━━━ Dataset

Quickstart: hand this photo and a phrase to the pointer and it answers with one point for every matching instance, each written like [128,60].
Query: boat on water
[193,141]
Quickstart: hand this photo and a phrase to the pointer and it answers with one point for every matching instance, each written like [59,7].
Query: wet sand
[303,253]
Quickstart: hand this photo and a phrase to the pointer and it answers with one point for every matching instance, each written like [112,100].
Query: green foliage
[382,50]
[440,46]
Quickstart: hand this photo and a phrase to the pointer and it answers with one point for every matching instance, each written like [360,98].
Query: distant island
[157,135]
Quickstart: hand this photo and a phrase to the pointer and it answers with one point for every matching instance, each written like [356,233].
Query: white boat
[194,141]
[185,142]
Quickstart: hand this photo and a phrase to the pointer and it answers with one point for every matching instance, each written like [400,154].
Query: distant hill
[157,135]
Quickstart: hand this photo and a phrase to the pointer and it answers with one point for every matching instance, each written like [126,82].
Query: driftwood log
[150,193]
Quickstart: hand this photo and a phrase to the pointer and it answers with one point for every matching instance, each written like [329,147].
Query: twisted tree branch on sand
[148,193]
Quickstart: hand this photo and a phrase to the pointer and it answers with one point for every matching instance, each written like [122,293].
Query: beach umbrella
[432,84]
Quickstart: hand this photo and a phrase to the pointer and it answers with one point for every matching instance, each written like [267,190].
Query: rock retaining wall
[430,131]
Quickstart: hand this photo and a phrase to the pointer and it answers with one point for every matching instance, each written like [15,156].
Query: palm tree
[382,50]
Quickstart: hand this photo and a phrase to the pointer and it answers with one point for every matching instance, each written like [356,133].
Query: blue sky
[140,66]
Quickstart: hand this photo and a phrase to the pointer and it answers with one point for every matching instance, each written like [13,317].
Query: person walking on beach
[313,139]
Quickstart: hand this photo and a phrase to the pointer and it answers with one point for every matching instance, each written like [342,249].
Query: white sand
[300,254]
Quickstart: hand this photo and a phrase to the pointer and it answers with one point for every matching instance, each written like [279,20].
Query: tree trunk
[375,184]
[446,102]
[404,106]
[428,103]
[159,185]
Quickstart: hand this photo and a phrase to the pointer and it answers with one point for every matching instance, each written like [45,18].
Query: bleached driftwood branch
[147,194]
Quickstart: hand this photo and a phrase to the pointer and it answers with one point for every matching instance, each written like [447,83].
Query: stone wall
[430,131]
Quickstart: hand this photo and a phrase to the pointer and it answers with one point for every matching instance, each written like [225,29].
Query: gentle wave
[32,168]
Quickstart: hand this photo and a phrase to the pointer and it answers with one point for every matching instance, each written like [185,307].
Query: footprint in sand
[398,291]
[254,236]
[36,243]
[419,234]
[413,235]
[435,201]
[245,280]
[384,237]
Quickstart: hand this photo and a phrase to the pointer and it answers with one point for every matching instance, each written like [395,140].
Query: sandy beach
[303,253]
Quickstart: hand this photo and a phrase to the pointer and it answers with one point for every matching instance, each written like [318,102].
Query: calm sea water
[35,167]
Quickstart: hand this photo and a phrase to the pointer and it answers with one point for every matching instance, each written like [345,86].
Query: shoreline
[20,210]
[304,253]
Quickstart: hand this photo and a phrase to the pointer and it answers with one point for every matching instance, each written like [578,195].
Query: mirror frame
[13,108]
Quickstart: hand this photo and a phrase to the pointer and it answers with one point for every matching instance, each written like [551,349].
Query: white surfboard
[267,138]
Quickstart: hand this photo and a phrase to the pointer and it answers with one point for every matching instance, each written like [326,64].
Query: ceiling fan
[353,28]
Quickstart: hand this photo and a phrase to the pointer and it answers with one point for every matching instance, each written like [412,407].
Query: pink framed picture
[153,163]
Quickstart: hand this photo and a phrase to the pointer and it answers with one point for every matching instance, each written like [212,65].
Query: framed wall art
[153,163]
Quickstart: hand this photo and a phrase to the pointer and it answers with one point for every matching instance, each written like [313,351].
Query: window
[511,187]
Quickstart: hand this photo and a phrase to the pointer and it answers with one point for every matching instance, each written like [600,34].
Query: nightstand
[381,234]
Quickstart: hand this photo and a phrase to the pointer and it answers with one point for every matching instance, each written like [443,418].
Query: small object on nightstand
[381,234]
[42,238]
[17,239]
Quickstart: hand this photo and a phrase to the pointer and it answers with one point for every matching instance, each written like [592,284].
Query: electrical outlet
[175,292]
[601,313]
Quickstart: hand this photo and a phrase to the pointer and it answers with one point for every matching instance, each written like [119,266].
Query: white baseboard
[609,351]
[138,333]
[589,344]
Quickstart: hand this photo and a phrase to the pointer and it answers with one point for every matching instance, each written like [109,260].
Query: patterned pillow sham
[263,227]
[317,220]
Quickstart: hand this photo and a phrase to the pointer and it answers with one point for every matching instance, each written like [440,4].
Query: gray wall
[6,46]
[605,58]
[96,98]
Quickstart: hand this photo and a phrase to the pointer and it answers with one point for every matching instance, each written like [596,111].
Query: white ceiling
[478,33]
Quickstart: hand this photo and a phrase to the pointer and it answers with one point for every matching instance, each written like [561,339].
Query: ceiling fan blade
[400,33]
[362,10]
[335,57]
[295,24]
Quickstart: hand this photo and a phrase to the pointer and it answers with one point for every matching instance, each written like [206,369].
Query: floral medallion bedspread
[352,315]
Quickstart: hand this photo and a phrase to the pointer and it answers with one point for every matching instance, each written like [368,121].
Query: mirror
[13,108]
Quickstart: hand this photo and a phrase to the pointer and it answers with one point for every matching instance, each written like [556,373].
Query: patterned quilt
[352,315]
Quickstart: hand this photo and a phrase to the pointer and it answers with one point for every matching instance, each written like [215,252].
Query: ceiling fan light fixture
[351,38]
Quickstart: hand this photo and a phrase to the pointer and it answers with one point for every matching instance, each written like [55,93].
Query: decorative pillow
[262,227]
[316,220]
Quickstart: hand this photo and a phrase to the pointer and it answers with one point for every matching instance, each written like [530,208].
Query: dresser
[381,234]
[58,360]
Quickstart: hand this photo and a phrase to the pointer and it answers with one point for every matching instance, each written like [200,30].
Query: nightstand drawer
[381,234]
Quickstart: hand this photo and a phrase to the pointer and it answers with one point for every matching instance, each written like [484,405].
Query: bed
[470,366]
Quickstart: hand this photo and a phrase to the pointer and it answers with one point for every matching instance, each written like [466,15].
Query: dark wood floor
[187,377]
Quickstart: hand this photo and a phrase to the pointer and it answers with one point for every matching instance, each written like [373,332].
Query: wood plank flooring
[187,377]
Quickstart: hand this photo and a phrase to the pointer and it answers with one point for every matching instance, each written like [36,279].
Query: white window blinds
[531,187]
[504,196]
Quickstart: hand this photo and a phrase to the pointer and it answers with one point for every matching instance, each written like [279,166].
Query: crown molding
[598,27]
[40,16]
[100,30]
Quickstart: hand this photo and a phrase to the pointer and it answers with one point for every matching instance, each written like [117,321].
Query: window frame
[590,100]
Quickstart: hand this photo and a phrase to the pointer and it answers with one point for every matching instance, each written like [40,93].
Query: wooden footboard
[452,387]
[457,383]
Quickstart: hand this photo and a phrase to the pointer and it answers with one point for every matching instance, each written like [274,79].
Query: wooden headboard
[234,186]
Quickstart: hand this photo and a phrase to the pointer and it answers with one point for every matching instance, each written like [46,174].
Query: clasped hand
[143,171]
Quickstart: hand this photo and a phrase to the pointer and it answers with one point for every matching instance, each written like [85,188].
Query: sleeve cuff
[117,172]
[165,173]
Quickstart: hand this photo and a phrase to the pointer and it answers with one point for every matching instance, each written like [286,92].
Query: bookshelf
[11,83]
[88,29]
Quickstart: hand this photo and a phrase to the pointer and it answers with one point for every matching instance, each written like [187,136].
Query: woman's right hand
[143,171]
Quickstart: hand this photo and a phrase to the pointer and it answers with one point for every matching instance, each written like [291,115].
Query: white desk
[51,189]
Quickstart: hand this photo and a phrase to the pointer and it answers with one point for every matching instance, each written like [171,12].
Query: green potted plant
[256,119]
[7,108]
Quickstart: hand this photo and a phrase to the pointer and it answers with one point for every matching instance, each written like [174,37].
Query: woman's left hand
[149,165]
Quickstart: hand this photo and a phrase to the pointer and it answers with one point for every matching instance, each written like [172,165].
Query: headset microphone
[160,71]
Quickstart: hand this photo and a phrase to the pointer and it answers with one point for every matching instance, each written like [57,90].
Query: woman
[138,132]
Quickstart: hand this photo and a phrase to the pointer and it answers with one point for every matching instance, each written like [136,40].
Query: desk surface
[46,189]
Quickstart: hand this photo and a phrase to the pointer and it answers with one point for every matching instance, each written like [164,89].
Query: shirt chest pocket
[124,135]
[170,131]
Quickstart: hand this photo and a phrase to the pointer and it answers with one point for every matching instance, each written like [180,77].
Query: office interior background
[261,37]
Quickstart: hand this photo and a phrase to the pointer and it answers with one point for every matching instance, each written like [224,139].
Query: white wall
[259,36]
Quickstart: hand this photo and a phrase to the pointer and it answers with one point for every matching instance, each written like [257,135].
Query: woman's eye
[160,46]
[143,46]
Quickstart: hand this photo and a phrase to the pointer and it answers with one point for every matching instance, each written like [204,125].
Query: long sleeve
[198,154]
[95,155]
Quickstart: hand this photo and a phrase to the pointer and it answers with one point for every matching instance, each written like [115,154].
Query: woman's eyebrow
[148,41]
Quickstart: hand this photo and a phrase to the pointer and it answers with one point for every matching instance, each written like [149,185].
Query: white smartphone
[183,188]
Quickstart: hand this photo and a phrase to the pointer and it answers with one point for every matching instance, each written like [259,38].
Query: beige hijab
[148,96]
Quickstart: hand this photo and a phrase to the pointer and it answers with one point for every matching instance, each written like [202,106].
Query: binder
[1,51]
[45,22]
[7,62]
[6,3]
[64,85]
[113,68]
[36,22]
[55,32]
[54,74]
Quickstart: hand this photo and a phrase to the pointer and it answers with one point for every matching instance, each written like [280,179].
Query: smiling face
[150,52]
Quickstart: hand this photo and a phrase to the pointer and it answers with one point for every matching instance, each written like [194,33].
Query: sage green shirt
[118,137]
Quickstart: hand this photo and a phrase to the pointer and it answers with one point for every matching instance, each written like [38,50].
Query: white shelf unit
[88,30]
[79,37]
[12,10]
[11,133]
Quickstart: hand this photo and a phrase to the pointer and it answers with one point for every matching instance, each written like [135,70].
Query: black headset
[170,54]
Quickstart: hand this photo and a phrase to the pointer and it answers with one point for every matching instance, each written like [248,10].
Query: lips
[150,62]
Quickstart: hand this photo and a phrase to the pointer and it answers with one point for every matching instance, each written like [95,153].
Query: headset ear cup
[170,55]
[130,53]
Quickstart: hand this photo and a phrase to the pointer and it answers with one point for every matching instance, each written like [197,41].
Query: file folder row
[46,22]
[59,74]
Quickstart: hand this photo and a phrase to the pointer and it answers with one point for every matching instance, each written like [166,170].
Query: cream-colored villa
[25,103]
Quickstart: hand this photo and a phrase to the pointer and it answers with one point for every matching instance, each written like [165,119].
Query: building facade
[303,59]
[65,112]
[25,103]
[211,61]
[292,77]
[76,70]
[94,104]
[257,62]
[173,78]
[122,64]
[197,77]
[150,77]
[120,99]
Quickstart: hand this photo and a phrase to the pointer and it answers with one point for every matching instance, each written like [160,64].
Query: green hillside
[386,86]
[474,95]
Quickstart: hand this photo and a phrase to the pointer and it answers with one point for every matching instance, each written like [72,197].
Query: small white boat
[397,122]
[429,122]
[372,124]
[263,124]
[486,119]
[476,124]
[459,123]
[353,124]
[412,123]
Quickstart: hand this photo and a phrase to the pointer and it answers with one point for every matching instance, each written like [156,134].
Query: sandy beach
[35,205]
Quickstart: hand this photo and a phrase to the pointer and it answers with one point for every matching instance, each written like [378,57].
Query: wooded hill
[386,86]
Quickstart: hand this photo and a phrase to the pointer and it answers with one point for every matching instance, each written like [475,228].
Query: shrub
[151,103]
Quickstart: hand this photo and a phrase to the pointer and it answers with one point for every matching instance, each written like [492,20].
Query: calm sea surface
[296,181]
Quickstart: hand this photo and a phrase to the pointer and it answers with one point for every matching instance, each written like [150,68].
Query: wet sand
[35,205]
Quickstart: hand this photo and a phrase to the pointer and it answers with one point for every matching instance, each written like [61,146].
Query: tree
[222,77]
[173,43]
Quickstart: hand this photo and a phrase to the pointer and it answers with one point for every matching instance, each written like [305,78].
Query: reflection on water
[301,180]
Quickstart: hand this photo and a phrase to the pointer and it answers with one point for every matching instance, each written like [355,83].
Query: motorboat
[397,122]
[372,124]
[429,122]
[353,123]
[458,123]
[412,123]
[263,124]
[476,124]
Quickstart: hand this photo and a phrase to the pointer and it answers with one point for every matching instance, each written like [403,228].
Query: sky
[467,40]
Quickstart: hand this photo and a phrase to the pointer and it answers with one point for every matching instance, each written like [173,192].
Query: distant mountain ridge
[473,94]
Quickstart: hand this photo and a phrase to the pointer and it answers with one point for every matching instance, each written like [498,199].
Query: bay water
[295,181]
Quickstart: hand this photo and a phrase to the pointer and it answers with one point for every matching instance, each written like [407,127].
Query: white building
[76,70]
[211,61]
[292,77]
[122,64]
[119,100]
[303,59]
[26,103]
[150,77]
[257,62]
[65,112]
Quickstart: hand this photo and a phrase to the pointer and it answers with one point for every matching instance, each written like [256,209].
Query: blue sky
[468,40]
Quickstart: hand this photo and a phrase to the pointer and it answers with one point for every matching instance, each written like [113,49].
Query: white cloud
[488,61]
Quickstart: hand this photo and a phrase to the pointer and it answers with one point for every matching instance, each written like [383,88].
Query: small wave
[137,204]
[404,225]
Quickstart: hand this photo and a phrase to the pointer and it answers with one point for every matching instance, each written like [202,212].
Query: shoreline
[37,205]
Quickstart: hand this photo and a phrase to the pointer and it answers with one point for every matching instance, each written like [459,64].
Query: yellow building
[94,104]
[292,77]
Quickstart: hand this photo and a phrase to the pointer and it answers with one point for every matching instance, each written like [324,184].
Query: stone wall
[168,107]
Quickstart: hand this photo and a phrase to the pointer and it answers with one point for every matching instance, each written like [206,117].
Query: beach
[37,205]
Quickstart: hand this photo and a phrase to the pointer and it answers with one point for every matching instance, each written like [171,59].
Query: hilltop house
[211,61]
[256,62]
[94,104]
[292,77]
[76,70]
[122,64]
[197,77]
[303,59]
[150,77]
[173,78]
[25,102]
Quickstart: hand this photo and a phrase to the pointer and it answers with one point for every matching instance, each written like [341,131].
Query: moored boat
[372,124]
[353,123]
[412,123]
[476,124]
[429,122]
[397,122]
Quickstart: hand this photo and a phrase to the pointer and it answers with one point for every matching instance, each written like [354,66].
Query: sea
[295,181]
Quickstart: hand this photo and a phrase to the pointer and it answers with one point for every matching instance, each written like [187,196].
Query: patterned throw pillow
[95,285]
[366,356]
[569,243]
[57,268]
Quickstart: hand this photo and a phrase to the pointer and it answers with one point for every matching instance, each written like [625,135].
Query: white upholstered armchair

━━━━━━

** What is needed **
Send back an exact copy of only the lines from the line with "Query: desk surface" up to and including the line with "written like [135,70]." in the data above.

** Solved exercise **
Query: desk surface
[46,189]
Quickstart: hand this photo and a phrase to the pointer and it answers with one point for every matching instance, each written like [164,89].
Query: shirt chest pocket
[124,135]
[170,131]
Quickstart: hand this photo and a phrase to the pointer and it answers with one point for every matching instance, each written like [180,77].
Query: office interior background
[261,37]
Quickstart: hand this photo and a phrase to the pointer and it answers with one point for every matching instance, each written like [224,139].
Query: white wall
[259,36]
Quickstart: hand this photo and a phrase to the pointer and it answers with one point for every matching instance, each written like [257,135].
Query: woman's eye
[160,46]
[143,46]
Quickstart: hand this photo and a phrase to the pointer and it answers with one point for every matching instance, each written like [204,125].
Query: long sleeve
[198,154]
[95,155]
Quickstart: hand this photo and a phrase to the pointer and it answers with one point for every matching instance, each written like [115,154].
Query: woman's eyebrow
[148,41]
Quickstart: hand this photo and a phrase to the pointer and it answers with one point for every matching instance, each written like [149,185].
Query: white smartphone
[183,188]
Quickstart: hand this photo and a phrase to the pointer and it answers with one point for every matching instance, each written like [259,38].
Query: beige hijab
[148,96]
Quickstart: hand this photo and a phrase to the pointer and it answers with one point for every matching instance, each written like [202,106].
Query: binder
[1,51]
[45,22]
[7,62]
[6,3]
[64,85]
[113,68]
[36,22]
[55,32]
[54,74]
Quickstart: hand this photo and a phrase to the pointer and it answers with one point for every matching instance, each written like [280,179].
Query: smiling face
[150,52]
Quickstart: hand this photo and a phrase to the pointer and it answers with one point for every matching instance, each written like [194,33].
Query: sage green shirt
[118,137]
Quickstart: hand this photo and a phrase to the pointer and it answers with one point for every matching instance, each written like [38,50].
Query: white shelf unit
[88,30]
[79,37]
[12,10]
[11,133]
Quickstart: hand this photo and a phrase to the pointer and it answers with one point for every matching instance, each written like [135,70].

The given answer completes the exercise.